• [Texto de referencia]:
Un grupo de mujeres uzbekas, tomando el té.

Khiva

Desiertos, llanuras inacabables… Azote del viento, calor y tormentas de arena que cubren el cielo y a ráfagas tiñen el asfalto a nuestro paso. Delante, la carretera apenas se ve, cubierta como está por una falsa niebla hecha de arena. El coche sufre las embestidas del viento mientras el conductor, con una mano en el volante y la otra en una bolsa de pipas que parece no tener fin, mantiene una velocidad constante y, entre risas y sorpresa, nos hace gestos como diciendo: ¿¡Qué está pasando ahí fuera!?

Aún tendremos que recorrer más de dos horas hasta llegar a Khiva (Jiva), la bella Khiva, la ciudad en la que de pronto te sientes en otra época. Está construida entre dos duros desiertos como son el Kara-Kum y Kizil-Kum. Allí llegaban sedientas y casi derrotadas muchas caravanas de comerciantes que atravesaban la Ruta de la Seda. Era parada obligada.

En cuanto llegamos y nos introducimos por una de sus cuatro puertas en el interior de Itchan kala (así llaman a la zona intramuros), nos seduce esa pequeña perla de la arquitectura árabe. Es como haber atravesado una muralla que te ha transportado a otro tiempo, a otro espacio. Un lugar hecho a escala humana, nada de edificios grandiosos, sino de una ejecución templada y mesurada, con un resultado envolvente y seductor que atrapa al primer vistazo.

• [Material proporcionado]:
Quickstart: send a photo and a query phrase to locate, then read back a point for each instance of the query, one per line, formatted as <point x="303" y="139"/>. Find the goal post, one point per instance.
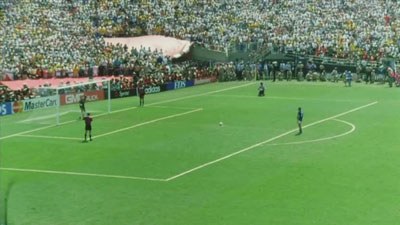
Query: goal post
<point x="61" y="102"/>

• [Qué se pide]:
¿Puedes devolver, copiado literalmente del texto sobre Khiva, el fragmento que empieza en "Aún tendremos que" y termina después de "Era parada obligada."?

• [Respuesta]:
Aún tendremos que recorrer más de dos horas hasta llegar a Khiva (Jiva), la bella Khiva, la ciudad en la que de pronto te sientes en otra época. Está construida entre dos duros desiertos como son el Kara-Kum y Kizil-Kum. Allí llegaban sedientas y casi derrotadas muchas caravanas de comerciantes que atravesaban la Ruta de la Seda. Era parada obligada.